▶ _Excerpt provided_

****************

Find the maximum of $f(x,y,z)=x^2y^2z$ in $D$.
$D=\{(x,y,z)\in\mathbb{R}^3| x+y+z\le 5, x,y,z \ge 0 \}$.
My work:
Trying to find inner maximum points: $\nabla f = (2xy^2z, 2yx^2z, x^2y^2)=0$.
I'm not sure how to solve this to find points..
Next step is to check the borders:
$x+y+z=5 \Longrightarrow z=5-x-y$.
So we get: $g(x,y) = x^2y^2(5-x-y)=5x^2y^2 - x^3y^2-x^2y^3=0$.
$g_x=10xy^2+3x^2y^2-2xy^3=y^2(10x+3x^2-2xy)=0$ so I got a point $y=0$.. But I don't know how to solve the other part of the equation.
I'm not really sure if it's my weak algebra that's making me fail to do this question or it's bad decisions of me trying to solve it this way, I would really appreciate any help and hints!

****************

▶ _Extracted information_
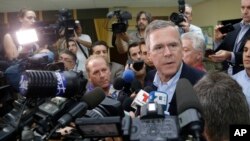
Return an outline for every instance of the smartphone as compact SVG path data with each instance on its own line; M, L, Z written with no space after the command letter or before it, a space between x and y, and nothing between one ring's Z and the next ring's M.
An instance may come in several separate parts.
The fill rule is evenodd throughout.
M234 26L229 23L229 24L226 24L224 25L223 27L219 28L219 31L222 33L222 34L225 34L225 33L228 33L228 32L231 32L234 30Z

****************

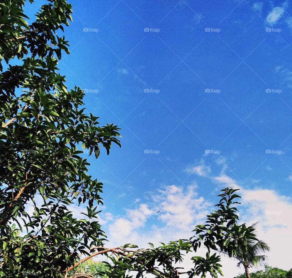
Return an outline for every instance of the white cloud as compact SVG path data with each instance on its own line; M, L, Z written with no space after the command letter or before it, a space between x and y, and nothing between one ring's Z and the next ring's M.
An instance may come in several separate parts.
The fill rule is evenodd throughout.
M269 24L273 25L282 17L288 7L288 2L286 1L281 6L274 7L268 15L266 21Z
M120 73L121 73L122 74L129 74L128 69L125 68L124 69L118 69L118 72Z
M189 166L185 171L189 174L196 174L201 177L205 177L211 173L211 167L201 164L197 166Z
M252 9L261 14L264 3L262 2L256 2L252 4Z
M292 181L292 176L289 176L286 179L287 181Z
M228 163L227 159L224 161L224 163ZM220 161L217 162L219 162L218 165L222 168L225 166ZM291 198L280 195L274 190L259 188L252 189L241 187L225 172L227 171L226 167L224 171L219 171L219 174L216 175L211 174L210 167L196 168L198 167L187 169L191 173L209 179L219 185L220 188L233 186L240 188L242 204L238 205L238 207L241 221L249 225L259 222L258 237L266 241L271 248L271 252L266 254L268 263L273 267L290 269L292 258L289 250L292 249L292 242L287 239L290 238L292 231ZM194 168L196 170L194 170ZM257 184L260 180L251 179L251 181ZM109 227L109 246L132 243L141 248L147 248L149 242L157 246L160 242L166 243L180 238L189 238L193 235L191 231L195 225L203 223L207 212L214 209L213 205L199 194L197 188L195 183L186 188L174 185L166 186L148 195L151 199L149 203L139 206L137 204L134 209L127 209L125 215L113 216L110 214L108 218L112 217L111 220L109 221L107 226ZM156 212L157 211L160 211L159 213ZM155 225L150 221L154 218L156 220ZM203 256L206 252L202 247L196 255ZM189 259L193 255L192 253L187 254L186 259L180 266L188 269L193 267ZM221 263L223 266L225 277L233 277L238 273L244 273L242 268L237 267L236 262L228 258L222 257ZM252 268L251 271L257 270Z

****************

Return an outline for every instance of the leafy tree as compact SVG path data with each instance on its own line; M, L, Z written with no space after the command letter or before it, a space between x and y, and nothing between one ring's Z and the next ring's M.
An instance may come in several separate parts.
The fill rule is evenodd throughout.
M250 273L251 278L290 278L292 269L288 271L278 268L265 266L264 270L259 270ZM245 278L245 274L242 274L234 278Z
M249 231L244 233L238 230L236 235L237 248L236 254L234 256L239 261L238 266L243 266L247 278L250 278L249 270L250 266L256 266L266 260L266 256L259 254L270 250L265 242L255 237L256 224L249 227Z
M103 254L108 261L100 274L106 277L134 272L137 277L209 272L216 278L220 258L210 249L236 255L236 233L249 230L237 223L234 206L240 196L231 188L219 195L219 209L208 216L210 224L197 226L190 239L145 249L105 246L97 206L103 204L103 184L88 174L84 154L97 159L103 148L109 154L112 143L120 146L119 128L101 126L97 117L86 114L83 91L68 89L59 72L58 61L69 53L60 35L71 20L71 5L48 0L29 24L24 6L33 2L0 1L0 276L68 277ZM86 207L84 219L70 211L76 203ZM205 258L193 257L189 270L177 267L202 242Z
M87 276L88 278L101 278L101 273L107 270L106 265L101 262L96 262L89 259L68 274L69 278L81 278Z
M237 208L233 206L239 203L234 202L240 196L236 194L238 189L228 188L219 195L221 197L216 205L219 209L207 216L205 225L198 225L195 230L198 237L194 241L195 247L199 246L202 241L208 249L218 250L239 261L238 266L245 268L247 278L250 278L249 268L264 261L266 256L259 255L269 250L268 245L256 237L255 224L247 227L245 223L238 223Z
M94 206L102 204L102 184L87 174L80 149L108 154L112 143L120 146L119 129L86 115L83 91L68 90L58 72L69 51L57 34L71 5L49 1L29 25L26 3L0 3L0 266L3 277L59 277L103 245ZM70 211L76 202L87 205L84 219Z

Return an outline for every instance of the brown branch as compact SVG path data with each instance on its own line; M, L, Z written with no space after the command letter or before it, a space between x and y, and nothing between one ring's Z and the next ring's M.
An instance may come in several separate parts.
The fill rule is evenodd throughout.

****************

▶ _Set problem_
Pick up the forum post on maximizing $x^2y^2z$ over the region $D$ and continue it from its final sentence.

▶ _Solved exercise_
$f(x,y,z)=x^2y^2z$
$D=\{(x,y,z)\in\mathbb{R}^3| x+y+z\le 5, x,y,z \ge 0 \}$
Hint: As $x, y, z \ge 0$, $f(x,y,z)=x^2y^2z$ will be maximum when $x+y+z = 5$ and $x, y, z \ne 0$.
So applying Lagrange Multiplier method,
$2xy^2z = \lambda$
$2x^2yz = \lambda$
$x^2y^2 = \lambda$
If $x, y, z \ne 0$, equating first and second, we get $x = y$ and from second and third, $z = \frac{x}{2} = \frac{y}{2}$. Plug them in $x+y+z = 5$ to find value of $x, y, z$.
Can you take it from here?